▶ [Provided data]:
☆ ☆ ☆ ☆ ☆ ☆ ☆

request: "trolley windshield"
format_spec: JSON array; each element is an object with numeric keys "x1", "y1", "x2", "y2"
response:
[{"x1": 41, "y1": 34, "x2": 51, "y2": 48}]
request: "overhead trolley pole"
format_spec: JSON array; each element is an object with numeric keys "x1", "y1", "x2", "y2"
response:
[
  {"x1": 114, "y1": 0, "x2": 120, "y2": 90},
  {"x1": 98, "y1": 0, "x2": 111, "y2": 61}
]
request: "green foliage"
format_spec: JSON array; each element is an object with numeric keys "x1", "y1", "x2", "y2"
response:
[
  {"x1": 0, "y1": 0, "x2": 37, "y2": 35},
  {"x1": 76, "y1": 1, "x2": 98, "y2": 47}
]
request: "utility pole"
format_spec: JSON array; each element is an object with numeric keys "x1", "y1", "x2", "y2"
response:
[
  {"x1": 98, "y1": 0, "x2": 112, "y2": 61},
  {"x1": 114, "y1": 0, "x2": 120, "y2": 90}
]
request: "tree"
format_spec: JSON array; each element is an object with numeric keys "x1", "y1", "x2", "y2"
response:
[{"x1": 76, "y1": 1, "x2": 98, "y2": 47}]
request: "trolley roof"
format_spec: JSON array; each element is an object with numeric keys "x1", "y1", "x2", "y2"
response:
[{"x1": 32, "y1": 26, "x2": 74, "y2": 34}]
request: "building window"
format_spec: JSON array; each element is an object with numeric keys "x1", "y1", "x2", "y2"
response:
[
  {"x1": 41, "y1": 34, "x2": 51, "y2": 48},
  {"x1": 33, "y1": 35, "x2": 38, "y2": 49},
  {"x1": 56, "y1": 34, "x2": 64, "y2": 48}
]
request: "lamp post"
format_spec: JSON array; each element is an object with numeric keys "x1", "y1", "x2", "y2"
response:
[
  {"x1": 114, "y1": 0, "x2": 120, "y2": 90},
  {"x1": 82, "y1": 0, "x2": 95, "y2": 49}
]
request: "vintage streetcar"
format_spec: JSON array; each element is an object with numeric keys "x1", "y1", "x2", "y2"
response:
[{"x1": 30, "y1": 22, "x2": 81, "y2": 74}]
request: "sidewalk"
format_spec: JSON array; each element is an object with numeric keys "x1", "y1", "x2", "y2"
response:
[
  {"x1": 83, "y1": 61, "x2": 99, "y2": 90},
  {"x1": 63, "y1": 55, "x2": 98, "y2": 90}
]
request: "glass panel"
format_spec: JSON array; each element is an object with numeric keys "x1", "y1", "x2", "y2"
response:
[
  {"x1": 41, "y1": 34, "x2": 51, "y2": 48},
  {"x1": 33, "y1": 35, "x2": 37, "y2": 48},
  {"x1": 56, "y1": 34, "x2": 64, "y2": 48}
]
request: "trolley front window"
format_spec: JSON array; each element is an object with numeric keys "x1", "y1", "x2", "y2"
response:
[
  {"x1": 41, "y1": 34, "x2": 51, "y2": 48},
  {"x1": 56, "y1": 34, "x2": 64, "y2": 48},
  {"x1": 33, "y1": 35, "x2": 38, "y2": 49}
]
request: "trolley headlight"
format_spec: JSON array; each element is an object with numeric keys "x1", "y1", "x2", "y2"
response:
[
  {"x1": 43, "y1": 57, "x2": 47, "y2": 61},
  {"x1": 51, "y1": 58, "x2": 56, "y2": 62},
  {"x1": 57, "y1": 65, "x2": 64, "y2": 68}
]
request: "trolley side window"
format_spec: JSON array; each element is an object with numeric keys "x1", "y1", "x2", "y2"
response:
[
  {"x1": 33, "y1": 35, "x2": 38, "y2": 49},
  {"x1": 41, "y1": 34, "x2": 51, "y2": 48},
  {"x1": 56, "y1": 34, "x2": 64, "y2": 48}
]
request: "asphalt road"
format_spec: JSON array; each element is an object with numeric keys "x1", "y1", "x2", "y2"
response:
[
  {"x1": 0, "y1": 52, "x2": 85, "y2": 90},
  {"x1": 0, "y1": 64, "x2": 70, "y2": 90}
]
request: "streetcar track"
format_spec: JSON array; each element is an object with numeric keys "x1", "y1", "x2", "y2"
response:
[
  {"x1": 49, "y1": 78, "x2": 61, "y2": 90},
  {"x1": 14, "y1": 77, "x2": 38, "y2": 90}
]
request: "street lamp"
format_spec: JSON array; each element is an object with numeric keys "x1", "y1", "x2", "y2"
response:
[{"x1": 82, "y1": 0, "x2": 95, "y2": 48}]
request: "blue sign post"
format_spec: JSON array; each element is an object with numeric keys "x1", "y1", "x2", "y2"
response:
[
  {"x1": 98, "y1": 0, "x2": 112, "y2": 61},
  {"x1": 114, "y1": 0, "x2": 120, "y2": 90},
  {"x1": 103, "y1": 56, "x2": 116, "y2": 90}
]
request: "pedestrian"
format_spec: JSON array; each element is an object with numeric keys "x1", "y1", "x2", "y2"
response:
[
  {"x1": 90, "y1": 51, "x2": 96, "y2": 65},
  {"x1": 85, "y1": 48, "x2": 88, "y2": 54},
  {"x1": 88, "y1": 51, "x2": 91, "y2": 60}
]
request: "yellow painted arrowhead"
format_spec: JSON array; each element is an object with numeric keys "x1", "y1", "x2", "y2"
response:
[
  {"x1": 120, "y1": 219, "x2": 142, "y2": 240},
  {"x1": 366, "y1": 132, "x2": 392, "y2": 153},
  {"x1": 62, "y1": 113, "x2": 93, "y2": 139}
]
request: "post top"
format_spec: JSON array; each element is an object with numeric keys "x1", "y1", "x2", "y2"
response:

☆ ☆ ☆ ☆ ☆ ☆ ☆

▶ [What needs to be done]: Return the listing above in its exact form.

▶ [Written response]:
request: "trolley windshield"
format_spec: JSON array; each element is an object with numeric keys "x1", "y1", "x2", "y2"
response:
[{"x1": 41, "y1": 34, "x2": 51, "y2": 48}]
request: "overhead trolley pole"
format_spec: JSON array; each element is an object with numeric keys "x1", "y1", "x2", "y2"
response:
[
  {"x1": 114, "y1": 0, "x2": 120, "y2": 90},
  {"x1": 98, "y1": 0, "x2": 111, "y2": 61}
]
request: "green foliage"
format_spec: JSON array; each element is an object with numeric keys "x1", "y1", "x2", "y2"
response:
[
  {"x1": 0, "y1": 0, "x2": 37, "y2": 35},
  {"x1": 76, "y1": 1, "x2": 98, "y2": 47}
]
request: "utility pole"
format_spec: JSON array; each element is an object with numeric keys "x1", "y1", "x2", "y2"
response:
[
  {"x1": 98, "y1": 0, "x2": 112, "y2": 61},
  {"x1": 114, "y1": 0, "x2": 120, "y2": 90}
]
request: "tree"
format_spec: JSON array; each element is an object with numeric keys "x1", "y1", "x2", "y2"
response:
[{"x1": 76, "y1": 1, "x2": 98, "y2": 47}]
request: "trolley roof"
format_spec: JSON array; each element is an object with numeric keys "x1", "y1", "x2", "y2"
response:
[{"x1": 32, "y1": 26, "x2": 74, "y2": 34}]
request: "building window"
format_spec: JSON array; each element is an object with numeric keys "x1", "y1", "x2", "y2"
response:
[
  {"x1": 41, "y1": 34, "x2": 51, "y2": 48},
  {"x1": 33, "y1": 35, "x2": 38, "y2": 49},
  {"x1": 56, "y1": 34, "x2": 64, "y2": 48}
]
request: "lamp post"
format_spec: JSON array; each element is an object with numeric keys "x1", "y1", "x2", "y2"
response:
[
  {"x1": 114, "y1": 0, "x2": 120, "y2": 90},
  {"x1": 82, "y1": 0, "x2": 95, "y2": 49}
]
request: "vintage streetcar"
format_spec: JSON array; each element is an object with numeric keys "x1", "y1", "x2", "y2"
response:
[{"x1": 30, "y1": 22, "x2": 81, "y2": 74}]
request: "sidewalk"
format_spec: JSON array; each element is an object with numeric keys "x1", "y1", "x2", "y2"
response:
[
  {"x1": 83, "y1": 61, "x2": 99, "y2": 90},
  {"x1": 63, "y1": 55, "x2": 98, "y2": 90}
]
request: "glass panel"
format_spec: JSON array; each element is an object with numeric keys "x1", "y1", "x2", "y2"
response:
[
  {"x1": 41, "y1": 34, "x2": 51, "y2": 48},
  {"x1": 33, "y1": 35, "x2": 37, "y2": 48},
  {"x1": 56, "y1": 34, "x2": 64, "y2": 48}
]
request: "trolley front window"
format_spec: JSON array; each element is an object with numeric keys "x1", "y1", "x2", "y2"
response:
[
  {"x1": 41, "y1": 34, "x2": 51, "y2": 48},
  {"x1": 56, "y1": 34, "x2": 64, "y2": 48},
  {"x1": 33, "y1": 35, "x2": 38, "y2": 49}
]
request: "trolley headlight"
format_spec: JSON array; each element is an object with numeric keys "x1", "y1", "x2", "y2"
response:
[
  {"x1": 43, "y1": 57, "x2": 47, "y2": 61},
  {"x1": 51, "y1": 58, "x2": 56, "y2": 62},
  {"x1": 57, "y1": 65, "x2": 64, "y2": 68}
]
request: "trolley side window"
format_spec: JSON array; each element is an object with numeric keys "x1", "y1", "x2", "y2"
response:
[
  {"x1": 33, "y1": 35, "x2": 38, "y2": 49},
  {"x1": 41, "y1": 34, "x2": 51, "y2": 48},
  {"x1": 56, "y1": 34, "x2": 64, "y2": 48}
]
request: "asphalt road"
format_spec: JSON array; each element is an object with numeric keys "x1", "y1", "x2", "y2"
response:
[
  {"x1": 0, "y1": 52, "x2": 85, "y2": 90},
  {"x1": 0, "y1": 64, "x2": 70, "y2": 90}
]
request: "streetcar track"
format_spec: JSON array; each element is an object with numeric keys "x1", "y1", "x2", "y2"
response:
[
  {"x1": 49, "y1": 78, "x2": 61, "y2": 90},
  {"x1": 14, "y1": 77, "x2": 38, "y2": 90}
]
request: "street lamp"
format_spec: JSON array; each element is an object with numeric keys "x1", "y1", "x2", "y2"
response:
[{"x1": 82, "y1": 0, "x2": 95, "y2": 48}]
request: "blue sign post"
format_spec: JSON array; each element is an object with numeric keys "x1", "y1", "x2", "y2"
response:
[
  {"x1": 98, "y1": 0, "x2": 112, "y2": 61},
  {"x1": 114, "y1": 0, "x2": 120, "y2": 90},
  {"x1": 103, "y1": 56, "x2": 116, "y2": 90}
]
request: "pedestrian"
format_spec: JSON array; each element is an object with numeric keys "x1", "y1", "x2", "y2"
response:
[
  {"x1": 90, "y1": 51, "x2": 96, "y2": 65},
  {"x1": 85, "y1": 48, "x2": 88, "y2": 54},
  {"x1": 88, "y1": 51, "x2": 91, "y2": 60}
]
request: "yellow painted arrowhead"
format_spec: JSON array; each element is an object with numeric keys "x1", "y1", "x2", "y2"
response:
[
  {"x1": 120, "y1": 219, "x2": 142, "y2": 240},
  {"x1": 366, "y1": 132, "x2": 392, "y2": 153},
  {"x1": 62, "y1": 113, "x2": 93, "y2": 139}
]
request: "post top"
format_spec: JSON array; each element is an object with numeric keys "x1", "y1", "x2", "y2"
response:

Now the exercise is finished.